## 文章
----------
Java 集合深入理解（12）：古老的 Vector

protected Object[] elementData;

protected int elementCount;

protected int capacityIncrement;

private static final int DEFAULT_SIZE = 10;

//创建默认容量 10 的数组，同时增长量为 0 
public Vector() {
    this(DEFAULT_SIZE, 0);
}

//创建一个用户指定容量的数组，同时增长量为 0 
public Vector(int capacity) {
    this(capacity, 0);
}

//创建指定容量大小的数组，设置增长量。如果增长量为 非正数，扩容时会扩大两倍
public Vector(int capacity, int capacityIncrement) {
    if (capacity < 0) {
        throw new IllegalArgumentException("capacity < 0: " + capacity);
    }
    elementData = newElementArray(capacity);
    elementCount = 0;
    this.capacityIncrement = capacityIncrement;
}

//创建一个包含指定集合的数组
public Vector(Collection<? extends E> c) {
    //转成数组，赋值
    elementData = c.toArray();
    elementCount = elementData.length;

    // c.toArray might (incorrectly) not return Object[] (see 6260652)
----------
## 提取信息
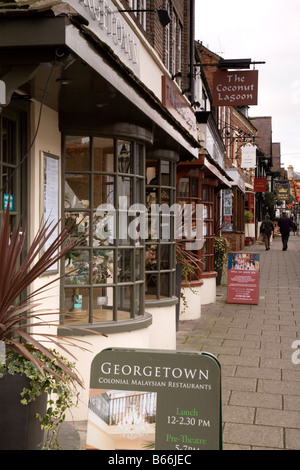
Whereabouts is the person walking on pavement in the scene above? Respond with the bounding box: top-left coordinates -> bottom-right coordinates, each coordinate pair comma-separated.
260,214 -> 274,250
278,212 -> 293,251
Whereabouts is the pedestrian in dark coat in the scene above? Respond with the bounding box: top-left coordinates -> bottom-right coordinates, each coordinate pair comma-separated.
260,214 -> 274,250
278,212 -> 293,251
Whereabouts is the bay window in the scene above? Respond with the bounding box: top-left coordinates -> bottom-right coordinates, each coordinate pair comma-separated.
62,135 -> 145,324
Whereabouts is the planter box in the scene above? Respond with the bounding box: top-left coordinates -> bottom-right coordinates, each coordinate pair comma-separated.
----------
请逐字复述这篇讲 Vector 的文章，从头到尾一字不改。 只依据文章本身作答。

Java 集合深入理解（12）：古老的 Vector

protected Object[] elementData;

protected int elementCount;

protected int capacityIncrement;

private static final int DEFAULT_SIZE = 10;

//创建默认容量 10 的数组，同时增长量为 0 
public Vector() {
    this(DEFAULT_SIZE, 0);
}

//创建一个用户指定容量的数组，同时增长量为 0 
public Vector(int capacity) {
    this(capacity, 0);
}

//创建指定容量大小的数组，设置增长量。如果增长量为 非正数，扩容时会扩大两倍
public Vector(int capacity, int capacityIncrement) {
    if (capacity < 0) {
        throw new IllegalArgumentException("capacity < 0: " + capacity);
    }
    elementData = newElementArray(capacity);
    elementCount = 0;
    this.capacityIncrement = capacityIncrement;
}

//创建一个包含指定集合的数组
public Vector(Collection<? extends E> c) {
    //转成数组，赋值
    elementData = c.toArray();
    elementCount = elementData.length;

    // c.toArray might (incorrectly) not return Object[] (see 6260652)